Wie ich Abenteuer verlor und Produktivität gewann

Tag 39 der Isolation. Tag 39 eines anderen Lebens. Als alles anders wurde, nachdem alles anders war.

38 Tage lang bin ich jetzt dabei zu verstehen, zu vermissen, mich anzupassen. Zu verdauen, dass mein Leben, so wie es war, gerade auf Pause gedrückt ist. Ich habe davon 11 Tage lang versucht digitale Freundschaften zu führen, irgendwann verstanden, dass Freunde Menschen und keine Avatare sind und dann aufgegeben. 12 Tage lang habe ich versucht meine Position in dem ganzen Meinungs- und Informationsspektrum einer Krise auszumachen und souverän vertreten zu können. 15 Tage lang habe ich neue Hobbies gelernt, Netflix geerntet, Bücher verschlungen, Pamela Reif eine Chance gegeben und viel zu viele Zigaretten geraucht. Und dann kam Tag 39. Und es wurde leichter- weil ich akzeptiert habe.

Ich habe angefangen zu genießen.

- Zu bearbeitende Aufgaben -
1. Wie viele Tage lang wurde laut dem Ausgangstext über die Isolation versucht, digitale Freundschaften zu führen?
2. Setzen Sie den Ausgangstext über die Tage der Isolation im selben Ton fort, beginnend nach seinem letzten Satz.

- Aufgeführte Datensätze -
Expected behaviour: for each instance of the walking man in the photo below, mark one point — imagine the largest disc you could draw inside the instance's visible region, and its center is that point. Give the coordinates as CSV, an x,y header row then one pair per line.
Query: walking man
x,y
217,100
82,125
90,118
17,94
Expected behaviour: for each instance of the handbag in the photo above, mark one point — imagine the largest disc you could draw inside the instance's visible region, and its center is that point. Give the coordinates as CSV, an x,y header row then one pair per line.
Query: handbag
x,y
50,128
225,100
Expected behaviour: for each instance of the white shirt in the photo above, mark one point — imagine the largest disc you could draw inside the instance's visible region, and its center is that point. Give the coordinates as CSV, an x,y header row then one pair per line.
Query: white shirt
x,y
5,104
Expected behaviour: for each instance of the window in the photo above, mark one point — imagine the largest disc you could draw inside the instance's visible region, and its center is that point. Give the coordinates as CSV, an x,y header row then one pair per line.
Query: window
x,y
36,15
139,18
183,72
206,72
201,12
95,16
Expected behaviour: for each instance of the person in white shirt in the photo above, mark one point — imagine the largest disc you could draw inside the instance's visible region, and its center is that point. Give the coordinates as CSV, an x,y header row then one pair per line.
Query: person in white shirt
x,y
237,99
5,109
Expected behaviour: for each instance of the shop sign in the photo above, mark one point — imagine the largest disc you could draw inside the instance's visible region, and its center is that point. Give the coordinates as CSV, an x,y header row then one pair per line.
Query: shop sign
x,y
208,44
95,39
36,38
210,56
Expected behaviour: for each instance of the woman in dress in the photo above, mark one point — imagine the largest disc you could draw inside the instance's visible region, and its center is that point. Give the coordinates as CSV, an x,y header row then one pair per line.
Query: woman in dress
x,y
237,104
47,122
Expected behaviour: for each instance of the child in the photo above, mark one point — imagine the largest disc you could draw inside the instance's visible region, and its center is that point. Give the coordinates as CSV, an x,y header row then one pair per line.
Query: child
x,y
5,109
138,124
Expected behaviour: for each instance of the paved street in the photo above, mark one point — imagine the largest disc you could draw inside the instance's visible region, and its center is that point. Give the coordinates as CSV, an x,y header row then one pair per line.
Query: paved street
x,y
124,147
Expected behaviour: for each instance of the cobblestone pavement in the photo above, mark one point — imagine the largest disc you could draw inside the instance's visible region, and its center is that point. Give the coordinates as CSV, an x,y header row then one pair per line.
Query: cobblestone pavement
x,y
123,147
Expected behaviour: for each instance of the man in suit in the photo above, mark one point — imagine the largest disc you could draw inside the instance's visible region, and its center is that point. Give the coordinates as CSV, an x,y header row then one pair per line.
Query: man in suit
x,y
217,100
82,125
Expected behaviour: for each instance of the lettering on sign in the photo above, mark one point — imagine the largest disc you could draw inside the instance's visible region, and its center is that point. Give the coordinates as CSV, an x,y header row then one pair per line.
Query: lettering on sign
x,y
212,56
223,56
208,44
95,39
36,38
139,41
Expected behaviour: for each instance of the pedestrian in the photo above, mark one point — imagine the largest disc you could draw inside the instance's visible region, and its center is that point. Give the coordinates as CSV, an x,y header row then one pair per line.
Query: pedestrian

* * *

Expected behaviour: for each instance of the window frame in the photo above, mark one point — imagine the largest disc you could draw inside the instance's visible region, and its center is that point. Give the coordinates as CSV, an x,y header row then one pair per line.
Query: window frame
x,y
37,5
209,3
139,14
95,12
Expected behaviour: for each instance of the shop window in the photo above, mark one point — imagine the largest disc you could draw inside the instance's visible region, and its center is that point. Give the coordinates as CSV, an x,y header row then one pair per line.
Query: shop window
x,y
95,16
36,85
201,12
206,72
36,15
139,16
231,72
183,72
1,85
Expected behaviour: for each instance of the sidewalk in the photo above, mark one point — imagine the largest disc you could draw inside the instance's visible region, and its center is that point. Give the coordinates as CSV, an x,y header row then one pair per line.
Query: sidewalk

- Antworten in Reihenfolge -
1. 11 Tage lang.

2.
Ich bin so nicht. Ich kann so nicht. Dachte ich. Ich brauche Unternehmungen, Feiern, Alkohol, Menschen, Menschen, Menschen. Ich brauche schnellen, lauten Spaß. Ich will neu, viel und das immer. Ich liebe meine Freunde, ich liebe es, neue Freunde zu finden, ich liebe es noch viel mehr mit all diesen zusammen in Campingstühlen in reudigen Festivalcamps zu vergessen, wie viel lauwarme Dosenbier ich schon getrunken habe. Ich liebe das Leben „draußen“. Das ist meine Freude, das ist alles, was ich brauche. Aber jetzt, wo das alles weggefallen ist, hatte ich genau zwei Möglichkeiten: Ich falle mit oder ich erfinde mich neu.

Durch diese Pflichtkur habe ich erkannt, dass „das Leben mehr ist als das“. Sonst wird diese Floskel immer im genau umgekehrten Wortsinn genutzt. Leben ist mehr als Arbeit. Leben ist mehr als Uni. Aber ich Sozialjunkie erlebe es jetzt andersherum. Work-Life-Balance bedeutet auch einen gesunden, bereichernden Bezug zu „work“ zu haben- das kann ein überschwänglicher „life“ Anteil nicht ausgleichen. Ich habe 39 Tage gebraucht, um das zu verinnerlichen. “Work“ kann auch den äußerst befriedigenden Parameter der Persönlichkeitsarbeit einschließen.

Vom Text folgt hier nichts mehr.